#### Page excerpt
Aware of its climate impact, the aviation stakeholders have committed to reducing its CO2 and non-CO2 emissions with a variety of new technologies. These initiatives often require a significant amount of time and investment for development and implementation. To slow down the effects of global warming and climate change, the H2020 funded ClimOP project is designing an innovative mitigation strategy with the twofold purpose of reducing the climate impact of aviation both in terms of CO2 and non-CO2 emissions.

The mitigation strategy will incorporate a set of promising operational improvements (OIs) to reduce aviation emissions in a cost-effective way. The consortium is reevaluating the operational procedures in aviation by investigating better sustainable solutions without the introduction of newer technologies. The mitigation strategy under development aims to tackle climate change with lower expenditure in terms of time and money than the ones achievable with technological innovations.

Leading the transport sector towards a sustainable development

In this framework, Deep Blue, an Italian SME heading EU transportation research projects toward innovation and project coordinator of ClimOP is evaluating the OIs that can assist with the mitigation strategy of the project on the ground level. These OIs have been selected with studies done in the early stage of the project activity and now the Consortium is working to link them together into a common air traffic scenario. To do this, the ClimOP partners are developing models to assess the impact these OIs have on climate and the stakeholders in the aviation sector.

#### Task set
1 – Recast the paragraph of the ClimOP excerpt that begins "The mitigation strategy will incorporate" as a short bulleted list of its main facts.
2 – In the ClimOP excerpt, render this sentence in Spanish: "These initiatives often require a significant amount of time and investment for development and implementation."
3 – Carry the ClimOP project text forward with a further paragraph, picking up after its last sentence.
The material placed after this excerpt isn't needed.

#### Recorded data
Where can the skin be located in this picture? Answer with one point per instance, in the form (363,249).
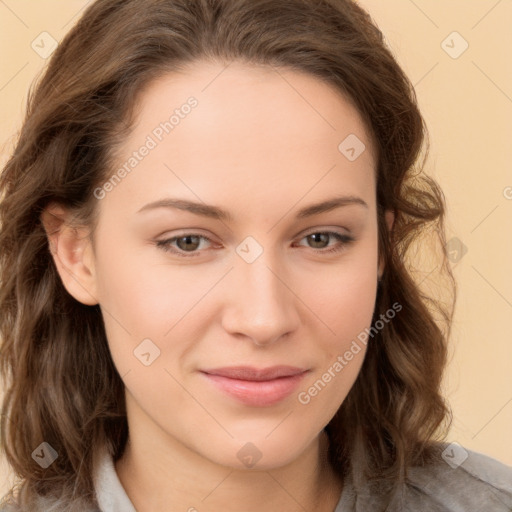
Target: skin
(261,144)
==
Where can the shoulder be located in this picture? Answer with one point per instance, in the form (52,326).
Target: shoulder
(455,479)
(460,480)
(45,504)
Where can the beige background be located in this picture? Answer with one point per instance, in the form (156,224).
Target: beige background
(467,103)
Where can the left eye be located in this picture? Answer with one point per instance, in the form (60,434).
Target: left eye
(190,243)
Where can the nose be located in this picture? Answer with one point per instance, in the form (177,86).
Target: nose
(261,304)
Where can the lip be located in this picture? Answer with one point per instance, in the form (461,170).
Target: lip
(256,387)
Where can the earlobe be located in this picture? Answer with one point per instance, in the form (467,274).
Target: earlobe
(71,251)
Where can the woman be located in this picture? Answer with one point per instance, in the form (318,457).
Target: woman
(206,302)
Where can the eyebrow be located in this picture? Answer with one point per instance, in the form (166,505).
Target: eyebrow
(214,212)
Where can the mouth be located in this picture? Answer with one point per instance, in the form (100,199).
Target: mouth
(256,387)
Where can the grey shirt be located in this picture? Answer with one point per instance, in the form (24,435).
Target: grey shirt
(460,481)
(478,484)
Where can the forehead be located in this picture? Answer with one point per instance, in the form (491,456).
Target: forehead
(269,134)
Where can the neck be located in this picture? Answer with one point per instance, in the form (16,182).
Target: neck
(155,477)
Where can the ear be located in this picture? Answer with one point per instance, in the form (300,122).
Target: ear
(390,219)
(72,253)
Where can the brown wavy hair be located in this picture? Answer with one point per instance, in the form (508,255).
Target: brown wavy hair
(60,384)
==
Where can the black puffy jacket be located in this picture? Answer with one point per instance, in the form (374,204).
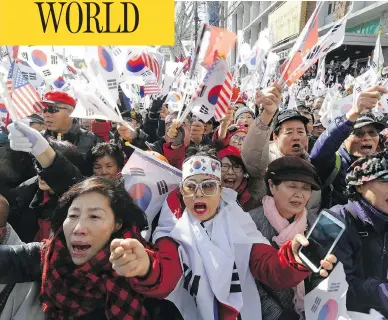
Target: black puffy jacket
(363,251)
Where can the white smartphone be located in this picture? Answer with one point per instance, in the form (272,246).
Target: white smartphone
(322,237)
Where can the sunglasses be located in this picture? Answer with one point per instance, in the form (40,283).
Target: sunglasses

#### Responses in order
1 –
- The strategy will combine promising operational improvements (OIs) to cut aviation emissions cost-effectively.
- The consortium is reevaluating aviation's operational procedures to find more sustainable solutions without introducing newer technologies.
- The aim is to tackle climate change at a lower cost in time and money than technological innovations would require.

2 – Estas iniciativas suelen requerir una cantidad considerable de tiempo e inversión para su desarrollo e implementación.

3 –
During the last few months, Deep Blue analyzed the Green House Gas emissions of the ground operations (GO) fleet at Milano Malpensa and Linate, two airports handled by the SEA Group, which is also a partner of the ClimOP project. The analysis looked at the costs and benefits of upgrading the entire GO fleet to an electric one. The first step involved in the costs and benefits analysis was the calculation of approximate values for the current utilization, fuel consumption, and GHG emissions for the fleet using the data provided by SEA.

In order to simplify the study and enable future scalability, the GO fleet was divided into 3 categories of vehicles: small cars, large cars or vans, and trucks. The consumption of each category was calculated by approximating the energy intake in each category. Then additional considerations were made for the type of fuel used (petrol, diesel, or already electric). From this consumption, emissions were deduced. (the United States Environmental Protection Agency, 2008).

The results

The totals show that yearly GHG emissions for the current GO fleet at SEA Malpensa and Linate approximate 3337 tons and 1186 tons respectively, for a total of 4523 tons. To compare this value to the GHG emissions of generating enough electricity for powering the electric equivalent fleet, a synthetic electric fleet (SEF) was created using electric equivalents whenever possible and similar ones when a vehicle was not matched by a direct electric equivalent (Peugeot, FIAT, Brian A. Davis, 2013). That was the case for trucks.

As a result, running the SEF in both SEA airports would require a yearly total of approximately 2.7 million kWh spread proportionally across the two. However, the climate impact of generating this energy also depended on the source used (Table 1).

Table 1. Calculation of GHG emissions depending on the source of energy employed. Data from Mahlia, T. 2002.

If we compare the values, we can see that in the worst-case scenario where energy is generated completely from a coal source, a total of 1250 tons of GHG could be reduced annually. Deep Blue is currently assessing the financial and environmental costs of production for this new fleet as well as the true impact on climate that the change could bring.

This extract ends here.